** start Material provided **

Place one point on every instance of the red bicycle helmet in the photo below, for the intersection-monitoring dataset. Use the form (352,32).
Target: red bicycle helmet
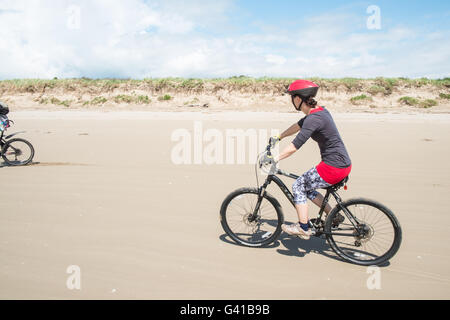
(304,89)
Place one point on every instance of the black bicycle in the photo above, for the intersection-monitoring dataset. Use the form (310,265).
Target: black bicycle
(360,231)
(15,152)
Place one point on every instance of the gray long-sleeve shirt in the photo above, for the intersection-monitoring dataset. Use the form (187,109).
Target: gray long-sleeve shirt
(320,126)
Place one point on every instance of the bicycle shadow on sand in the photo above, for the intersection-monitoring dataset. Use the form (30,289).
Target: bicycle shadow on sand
(45,164)
(296,247)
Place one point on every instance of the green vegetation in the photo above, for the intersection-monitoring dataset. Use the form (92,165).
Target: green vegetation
(143,100)
(374,90)
(123,99)
(428,103)
(359,98)
(241,83)
(165,98)
(409,101)
(98,100)
(56,101)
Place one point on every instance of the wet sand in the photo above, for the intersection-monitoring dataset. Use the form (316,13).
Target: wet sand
(105,195)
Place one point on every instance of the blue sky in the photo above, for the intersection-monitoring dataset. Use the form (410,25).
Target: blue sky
(222,38)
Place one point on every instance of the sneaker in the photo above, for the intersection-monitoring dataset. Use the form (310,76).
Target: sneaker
(296,230)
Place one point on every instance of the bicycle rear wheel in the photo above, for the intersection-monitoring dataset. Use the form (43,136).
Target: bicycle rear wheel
(17,152)
(236,218)
(373,240)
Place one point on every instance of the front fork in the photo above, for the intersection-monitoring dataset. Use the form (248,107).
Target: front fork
(261,194)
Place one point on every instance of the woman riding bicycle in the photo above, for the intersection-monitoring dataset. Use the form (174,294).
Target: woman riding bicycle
(336,164)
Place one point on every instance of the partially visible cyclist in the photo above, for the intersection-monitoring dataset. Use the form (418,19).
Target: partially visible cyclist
(336,165)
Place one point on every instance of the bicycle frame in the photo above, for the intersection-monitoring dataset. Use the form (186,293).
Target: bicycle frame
(330,191)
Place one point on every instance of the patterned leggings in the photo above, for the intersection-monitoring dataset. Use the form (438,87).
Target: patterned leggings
(304,187)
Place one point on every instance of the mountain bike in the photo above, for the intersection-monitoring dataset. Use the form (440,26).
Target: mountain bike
(15,152)
(360,231)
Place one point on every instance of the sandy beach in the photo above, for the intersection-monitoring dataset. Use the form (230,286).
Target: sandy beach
(104,194)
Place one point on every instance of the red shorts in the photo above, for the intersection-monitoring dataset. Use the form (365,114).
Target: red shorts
(331,174)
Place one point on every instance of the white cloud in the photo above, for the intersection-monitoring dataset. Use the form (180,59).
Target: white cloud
(140,38)
(275,59)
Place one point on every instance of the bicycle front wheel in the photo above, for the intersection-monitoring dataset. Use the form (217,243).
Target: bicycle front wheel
(239,222)
(363,232)
(17,152)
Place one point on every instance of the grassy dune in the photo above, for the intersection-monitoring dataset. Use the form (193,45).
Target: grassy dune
(372,86)
(235,93)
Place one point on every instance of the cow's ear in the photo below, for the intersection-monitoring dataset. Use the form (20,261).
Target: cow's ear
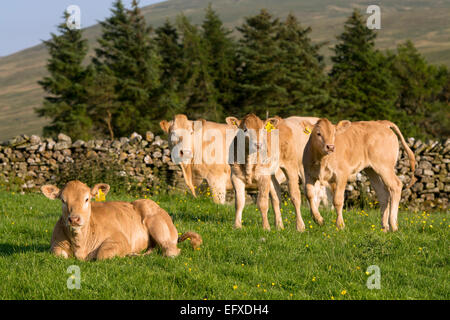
(233,121)
(342,126)
(50,191)
(100,186)
(307,126)
(165,125)
(275,121)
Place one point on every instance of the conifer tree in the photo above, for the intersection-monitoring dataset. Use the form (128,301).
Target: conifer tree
(197,88)
(127,50)
(420,86)
(221,51)
(65,85)
(259,68)
(360,76)
(170,51)
(103,102)
(303,70)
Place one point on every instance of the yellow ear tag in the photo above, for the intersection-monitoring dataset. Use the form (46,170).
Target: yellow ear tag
(269,126)
(100,196)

** end Material provided **

▶ **Set task**:
Exactly repeat every line from the line that includes "Place one point on every instance of the white" to the end of the listing, and nothing else, leaving pictures out.

▶ **Expected output**:
Place one point on every instance of the white cloud in the photo above, for the intersection-monitoring dataset. Use the form (180,59).
Target: white cloud
(140,38)
(275,59)
Place one point on every instance of the bicycle front wheel in the photo above, for the intersection-monitoring dataset. Use the form (217,243).
Target: bicycle front wheel
(239,222)
(363,232)
(17,152)
Place one point on every instance of the grassy dune in the photo above, for the intersection-monitoring dataset. Use the form (193,45).
Target: grassy dune
(372,86)
(235,93)
Place one point on every instance of the cow's ear in the photo below, for the intersection-monitoring dataset. Use the form (20,261).
Target: cow's ear
(233,121)
(342,126)
(50,191)
(100,186)
(307,126)
(165,125)
(275,121)
Place one point on every instance of the conifer tree in the photo above, for the intersection-monitoring dataset. Use the form (128,301).
Target: conifer tree
(197,88)
(127,50)
(420,86)
(221,51)
(65,85)
(259,68)
(360,76)
(170,51)
(103,102)
(303,70)
Place one point on every instance of the yellow ear tag in the photo above, for the intersection-monitoring dataset. Use the form (46,170).
Target: yellow ear tag
(269,126)
(100,196)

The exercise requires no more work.